Find how many lines below hold "instance", then state that number by itself.

• Information supplied
════════════════
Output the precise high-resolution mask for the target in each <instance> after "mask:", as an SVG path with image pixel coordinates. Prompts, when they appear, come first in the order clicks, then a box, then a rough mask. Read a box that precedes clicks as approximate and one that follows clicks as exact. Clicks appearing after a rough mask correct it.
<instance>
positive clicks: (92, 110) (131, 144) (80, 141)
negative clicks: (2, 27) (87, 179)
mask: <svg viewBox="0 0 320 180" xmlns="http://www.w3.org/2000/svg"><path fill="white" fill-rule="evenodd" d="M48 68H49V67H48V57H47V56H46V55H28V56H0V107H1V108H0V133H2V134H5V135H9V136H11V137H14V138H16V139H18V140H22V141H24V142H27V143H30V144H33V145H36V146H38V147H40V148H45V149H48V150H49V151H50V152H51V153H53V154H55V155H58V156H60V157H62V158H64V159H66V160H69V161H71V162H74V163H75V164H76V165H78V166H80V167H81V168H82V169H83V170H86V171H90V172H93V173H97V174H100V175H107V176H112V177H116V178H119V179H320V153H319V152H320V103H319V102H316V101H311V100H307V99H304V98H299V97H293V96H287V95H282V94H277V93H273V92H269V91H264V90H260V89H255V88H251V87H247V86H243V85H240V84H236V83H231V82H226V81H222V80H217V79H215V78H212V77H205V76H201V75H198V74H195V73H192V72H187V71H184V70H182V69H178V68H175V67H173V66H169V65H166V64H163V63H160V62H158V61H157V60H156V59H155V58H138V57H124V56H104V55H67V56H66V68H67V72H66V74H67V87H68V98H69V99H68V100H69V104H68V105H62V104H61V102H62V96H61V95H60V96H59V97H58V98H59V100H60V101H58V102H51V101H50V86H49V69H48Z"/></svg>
════════════════
• Solution for this exercise
2